** start STORED ROWS **

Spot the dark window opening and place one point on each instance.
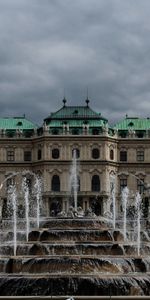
(55, 131)
(39, 154)
(75, 131)
(95, 183)
(76, 152)
(95, 153)
(27, 155)
(140, 155)
(140, 185)
(111, 154)
(95, 131)
(56, 183)
(123, 134)
(123, 183)
(10, 155)
(55, 153)
(123, 155)
(140, 134)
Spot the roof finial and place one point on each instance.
(87, 99)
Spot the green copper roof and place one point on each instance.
(75, 112)
(75, 116)
(16, 123)
(133, 123)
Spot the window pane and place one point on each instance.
(76, 151)
(39, 154)
(123, 155)
(111, 154)
(140, 155)
(95, 183)
(123, 183)
(95, 153)
(55, 183)
(55, 153)
(140, 185)
(27, 155)
(10, 155)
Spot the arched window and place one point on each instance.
(95, 183)
(75, 131)
(111, 154)
(76, 151)
(95, 131)
(95, 153)
(55, 183)
(55, 153)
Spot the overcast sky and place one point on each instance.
(49, 48)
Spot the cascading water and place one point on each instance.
(124, 198)
(37, 188)
(12, 198)
(74, 179)
(138, 203)
(113, 198)
(26, 196)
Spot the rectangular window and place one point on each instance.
(10, 155)
(140, 155)
(123, 155)
(27, 155)
(123, 183)
(9, 182)
(140, 185)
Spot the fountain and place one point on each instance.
(74, 179)
(72, 255)
(138, 201)
(125, 195)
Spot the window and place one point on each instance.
(9, 182)
(140, 155)
(76, 152)
(56, 183)
(28, 183)
(55, 131)
(39, 154)
(75, 131)
(95, 153)
(95, 183)
(140, 134)
(95, 131)
(140, 185)
(123, 183)
(111, 154)
(123, 155)
(10, 155)
(27, 155)
(55, 153)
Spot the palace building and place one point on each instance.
(106, 155)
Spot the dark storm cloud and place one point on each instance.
(51, 45)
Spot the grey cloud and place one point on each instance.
(48, 46)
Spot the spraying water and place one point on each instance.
(124, 198)
(138, 215)
(113, 199)
(74, 178)
(38, 196)
(26, 196)
(13, 200)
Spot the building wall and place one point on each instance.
(104, 166)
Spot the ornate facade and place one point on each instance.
(104, 153)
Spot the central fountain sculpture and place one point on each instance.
(73, 254)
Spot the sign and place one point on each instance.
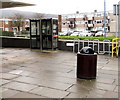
(116, 9)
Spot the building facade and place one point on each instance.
(5, 25)
(89, 21)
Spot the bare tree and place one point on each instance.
(18, 21)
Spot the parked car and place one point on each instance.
(99, 33)
(62, 34)
(75, 34)
(86, 33)
(65, 33)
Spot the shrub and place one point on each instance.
(90, 38)
(6, 33)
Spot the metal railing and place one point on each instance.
(95, 43)
(115, 45)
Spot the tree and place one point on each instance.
(18, 21)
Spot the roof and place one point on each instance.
(9, 4)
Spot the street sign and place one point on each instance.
(116, 9)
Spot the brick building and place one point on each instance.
(5, 25)
(88, 21)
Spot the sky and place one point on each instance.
(66, 6)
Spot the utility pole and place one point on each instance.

** end STORED ROWS **

Format all of the data above as a numbered list, one item per line with no blank lines, and leave the pictures out.

SOLUTION TO THE PROBLEM:
1. Spot the dark window opening and place one point on each instance.
2. (55, 131)
3. (39, 154)
4. (75, 131)
5. (95, 183)
6. (76, 152)
7. (95, 153)
8. (27, 155)
9. (140, 155)
10. (140, 185)
11. (111, 154)
12. (95, 131)
13. (56, 183)
14. (123, 134)
15. (123, 183)
16. (10, 155)
17. (55, 153)
18. (123, 155)
19. (140, 134)
20. Spot the roof finial and place one point on each instance.
21. (87, 99)
22. Spot the green copper roof and place one point on each instance.
23. (75, 112)
24. (75, 116)
25. (16, 123)
26. (133, 123)
27. Spot the window pane and place one point on each instance.
28. (76, 151)
29. (39, 154)
30. (123, 155)
31. (111, 154)
32. (140, 155)
33. (95, 183)
34. (123, 183)
35. (95, 153)
36. (55, 183)
37. (55, 153)
38. (140, 185)
39. (27, 155)
40. (10, 155)
41. Spot the arched window and place one point on each instance.
42. (95, 183)
43. (75, 131)
44. (111, 154)
45. (76, 151)
46. (95, 131)
47. (95, 153)
48. (55, 183)
49. (55, 153)
50. Spot the overcast sky and place one point on each instance.
51. (49, 48)
52. Spot the cascading water and place one point on each instance.
53. (124, 198)
54. (37, 188)
55. (12, 198)
56. (74, 179)
57. (138, 203)
58. (113, 198)
59. (26, 196)
60. Spot the rectangular window and place one point on each instance.
61. (10, 155)
62. (140, 155)
63. (123, 155)
64. (27, 155)
65. (123, 183)
66. (9, 182)
67. (140, 185)
68. Spot the fountain and place one point on each instance.
69. (74, 179)
70. (72, 255)
71. (138, 201)
72. (125, 195)
73. Spot the window and place one point on each instance.
74. (9, 182)
75. (140, 155)
76. (76, 152)
77. (56, 183)
78. (28, 183)
79. (55, 131)
80. (39, 154)
81. (75, 131)
82. (95, 153)
83. (95, 183)
84. (140, 134)
85. (95, 131)
86. (140, 185)
87. (123, 183)
88. (111, 154)
89. (123, 155)
90. (10, 155)
91. (27, 155)
92. (55, 153)
93. Spot the palace building and place one point on each instance.
94. (106, 155)
95. Spot the dark storm cloud and place one point on each instance.
96. (51, 45)
97. Spot the grey cloud and place one point on each instance.
98. (48, 46)
99. Spot the spraying water and place one point on each instance.
100. (124, 198)
101. (138, 215)
102. (113, 199)
103. (74, 178)
104. (38, 196)
105. (26, 196)
106. (13, 200)
107. Spot the building wall and place one point on each instance.
108. (104, 166)
109. Spot the ornate facade and place one point on each instance.
110. (104, 153)
111. Spot the central fountain sculpture and place one point on each instance.
112. (73, 254)
113. Spot the sign and place one point on each instance.
114. (116, 9)
115. Spot the building facade and place one point on each instance.
116. (5, 25)
117. (89, 21)
118. Spot the bare tree and place one point on each instance.
119. (18, 21)
120. Spot the parked car and place one point on each instance.
121. (99, 33)
122. (62, 34)
123. (75, 34)
124. (86, 33)
125. (65, 33)
126. Spot the shrub and place one point on each instance.
127. (90, 38)
128. (6, 33)
129. Spot the metal railing and place one point on each instance.
130. (95, 43)
131. (115, 45)
132. Spot the tree and place one point on each instance.
133. (18, 21)
134. Spot the roof and place one point on each instance.
135. (9, 4)
136. Spot the street sign and place one point on each instance.
137. (116, 9)
138. Spot the brick building and place one point on each instance.
139. (5, 25)
140. (88, 21)
141. Spot the sky and place one point on each instance.
142. (66, 6)
143. Spot the utility pole and place one point on each instance.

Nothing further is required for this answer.